Say What? University of Alberta prof says we all need to calm down

Divisive language and scare tactics preventing people from finding common ground over Canada's energy sector

By CEC Staff
University of Alberta engineering professor Lianne Lesfrud pictured in Edmonton Alberta on December 2, 2019.

Anger, divisive language and scare tactics are preventing us from reaching common ground about Canada’s energy sector, says a University of Alberta professor.

Calming down, listening more, and even using humour, could change the conversation, says Dr. Lianne Lefsrud, Assistant Professor of Engineering and Risk Management, who has studied the effect of language and persuasion on the debate around oil and gas and pipelines.

She teamed up with her colleagues in the psychology and computer science departments to analyze how often, and in what frequency, certain words and phrases are used in the energy debate.

“Dirty oil or tar sands are not helpful words at all,” she says.

She found these terms can ramp up the rhetoric. Her research shows, for example, “articles that mention tar sands consistently use more alarming language than articles containing oil sands.”

Over the years, Lefsrud has tracked the use of the words oil sands and tar sands; they used to be interchangeable and neutral terms but that changed when 1,600 ducks died in Syncrude tailings ponds more than a decade ago. After that, tar sands became common language for critics and were associated with images of sticky, black, oil-coated ducks.

Also not helpful, she says, is how environmentalists and politicians have turned energy into a battleground.

Lefsrud says that kind of language drives people further apart and is ineffective. Anger doesn’t help people understand issues; it just leads to fear and inaction, she says.

And scare tactics, she argues, only “further harden the polarization.”

In her research, she found, for example, a lot of negative language about pipelines.

“The issue with pipelines is that they’re increasingly being linked to spill – the word spill. Spill is actually a more alarming word than cancer or explosion.”

She says moderate language will draw people from the periphery of the heated debate over oil and gas into a middle ground. She’d like to see the conversation shift to technology, innovation, consulting Indigenous people, energy conversion, and Canada’s bigger energy picture.

• _AIM OF THE EXERCISE_
Copy the article on language in the energy debate from "Lefsrud says that" to "language about pipelines.", swapping "polarization" for "division". The records have nothing to do with this.

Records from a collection
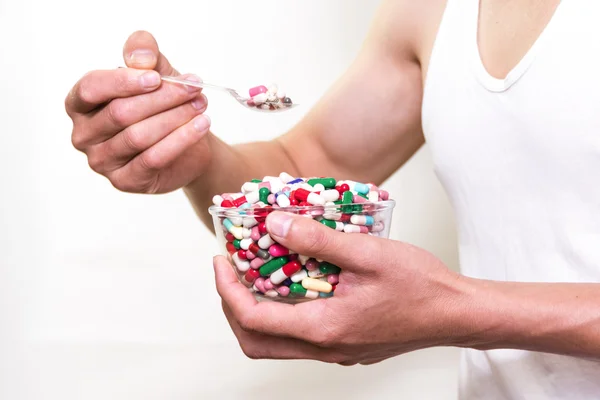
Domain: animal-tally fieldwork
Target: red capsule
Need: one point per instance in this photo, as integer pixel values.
(342, 188)
(230, 248)
(251, 276)
(277, 250)
(239, 201)
(262, 228)
(301, 194)
(345, 218)
(291, 268)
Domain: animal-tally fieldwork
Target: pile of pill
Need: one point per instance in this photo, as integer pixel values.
(267, 267)
(268, 98)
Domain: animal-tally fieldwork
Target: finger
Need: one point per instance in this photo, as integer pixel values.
(306, 236)
(141, 172)
(141, 51)
(122, 113)
(99, 87)
(298, 321)
(117, 151)
(260, 346)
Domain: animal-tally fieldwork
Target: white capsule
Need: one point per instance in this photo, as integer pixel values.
(245, 243)
(252, 197)
(265, 242)
(237, 232)
(273, 88)
(217, 200)
(298, 276)
(285, 177)
(249, 222)
(259, 98)
(330, 195)
(315, 199)
(283, 200)
(315, 273)
(303, 259)
(377, 227)
(242, 265)
(249, 187)
(373, 196)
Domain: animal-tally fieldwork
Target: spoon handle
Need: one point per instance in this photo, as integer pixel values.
(181, 81)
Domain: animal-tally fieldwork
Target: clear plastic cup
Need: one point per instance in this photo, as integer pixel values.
(236, 231)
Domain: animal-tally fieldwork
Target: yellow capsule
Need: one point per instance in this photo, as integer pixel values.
(316, 285)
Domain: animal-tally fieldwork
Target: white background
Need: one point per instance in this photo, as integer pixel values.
(107, 295)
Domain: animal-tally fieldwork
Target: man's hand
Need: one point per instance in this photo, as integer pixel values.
(142, 135)
(392, 298)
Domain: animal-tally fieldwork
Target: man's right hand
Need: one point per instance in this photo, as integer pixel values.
(143, 135)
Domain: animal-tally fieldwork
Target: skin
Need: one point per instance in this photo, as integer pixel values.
(145, 140)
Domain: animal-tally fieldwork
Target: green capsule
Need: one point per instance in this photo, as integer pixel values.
(328, 268)
(263, 194)
(272, 266)
(329, 183)
(297, 289)
(329, 223)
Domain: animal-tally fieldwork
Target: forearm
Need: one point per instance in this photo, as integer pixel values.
(559, 318)
(230, 166)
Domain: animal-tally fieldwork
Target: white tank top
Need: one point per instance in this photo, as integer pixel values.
(520, 160)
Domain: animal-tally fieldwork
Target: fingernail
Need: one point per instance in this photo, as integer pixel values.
(193, 78)
(202, 123)
(199, 104)
(142, 58)
(150, 80)
(279, 224)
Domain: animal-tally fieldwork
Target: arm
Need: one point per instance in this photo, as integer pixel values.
(375, 107)
(561, 318)
(395, 298)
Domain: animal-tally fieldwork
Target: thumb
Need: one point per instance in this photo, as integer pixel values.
(308, 237)
(141, 52)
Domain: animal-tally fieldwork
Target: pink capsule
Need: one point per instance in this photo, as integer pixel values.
(255, 234)
(268, 284)
(260, 284)
(257, 90)
(312, 264)
(278, 250)
(257, 263)
(349, 228)
(359, 199)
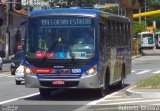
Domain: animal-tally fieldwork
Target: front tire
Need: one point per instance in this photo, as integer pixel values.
(44, 92)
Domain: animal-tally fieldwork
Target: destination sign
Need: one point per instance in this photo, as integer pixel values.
(65, 22)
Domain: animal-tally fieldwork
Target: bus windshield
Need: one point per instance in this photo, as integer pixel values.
(147, 35)
(61, 38)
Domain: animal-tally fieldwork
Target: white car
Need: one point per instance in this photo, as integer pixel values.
(19, 75)
(1, 64)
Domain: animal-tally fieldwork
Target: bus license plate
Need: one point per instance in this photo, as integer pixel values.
(58, 82)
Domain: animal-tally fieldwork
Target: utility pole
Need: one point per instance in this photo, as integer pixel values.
(7, 32)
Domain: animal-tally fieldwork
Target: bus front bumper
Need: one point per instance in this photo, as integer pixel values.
(92, 81)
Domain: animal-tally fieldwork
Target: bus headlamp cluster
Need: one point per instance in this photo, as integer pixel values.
(27, 70)
(91, 71)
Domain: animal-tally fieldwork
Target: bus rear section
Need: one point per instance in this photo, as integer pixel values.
(146, 40)
(157, 40)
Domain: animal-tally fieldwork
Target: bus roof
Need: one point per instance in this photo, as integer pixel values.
(74, 11)
(65, 11)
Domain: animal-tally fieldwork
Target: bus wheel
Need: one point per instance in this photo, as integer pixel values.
(103, 91)
(44, 92)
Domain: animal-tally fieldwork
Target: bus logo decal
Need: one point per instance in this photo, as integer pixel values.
(76, 70)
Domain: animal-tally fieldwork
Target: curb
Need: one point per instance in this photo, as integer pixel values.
(146, 95)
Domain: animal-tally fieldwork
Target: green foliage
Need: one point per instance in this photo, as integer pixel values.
(138, 27)
(153, 82)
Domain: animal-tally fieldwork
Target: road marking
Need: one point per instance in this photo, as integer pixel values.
(128, 102)
(123, 99)
(6, 75)
(142, 72)
(15, 99)
(156, 72)
(83, 108)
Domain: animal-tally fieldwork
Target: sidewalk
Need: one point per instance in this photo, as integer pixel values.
(143, 93)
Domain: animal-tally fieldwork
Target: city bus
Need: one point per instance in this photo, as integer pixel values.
(146, 40)
(157, 40)
(58, 56)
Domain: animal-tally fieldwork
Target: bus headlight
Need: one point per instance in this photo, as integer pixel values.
(91, 71)
(27, 70)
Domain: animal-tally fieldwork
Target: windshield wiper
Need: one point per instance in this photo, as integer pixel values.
(51, 49)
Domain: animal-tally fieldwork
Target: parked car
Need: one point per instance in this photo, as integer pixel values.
(19, 75)
(16, 61)
(1, 64)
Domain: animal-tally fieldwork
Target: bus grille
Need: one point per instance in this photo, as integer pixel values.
(55, 76)
(67, 84)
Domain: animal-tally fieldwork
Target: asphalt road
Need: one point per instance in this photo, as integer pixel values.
(18, 98)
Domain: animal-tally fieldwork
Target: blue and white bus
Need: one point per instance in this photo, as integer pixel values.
(58, 56)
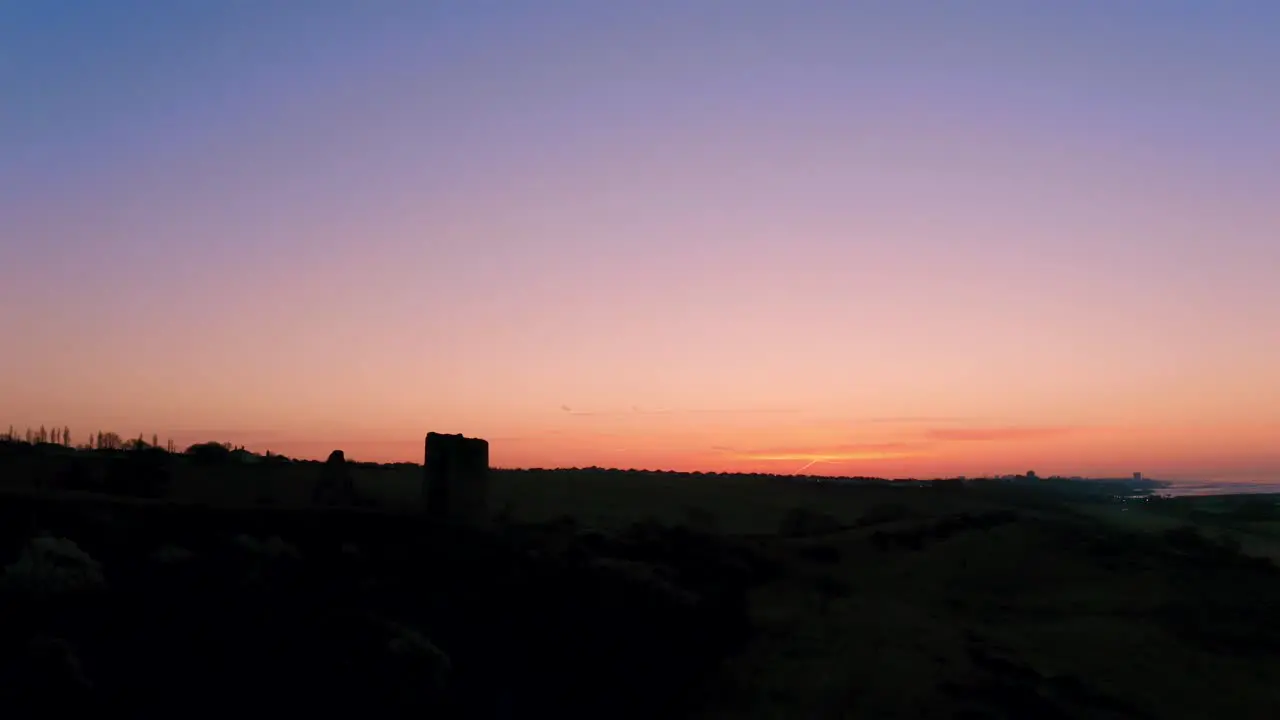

• _EXERCISE SOLUTION_
Lefsrud says that kind of language drives people further apart and is ineffective. Anger doesn’t help people understand issues; it just leads to fear and inaction, she says.

And scare tactics, she argues, only “further harden the division.”

In her research, she found, for example, a lot of negative language about pipelines.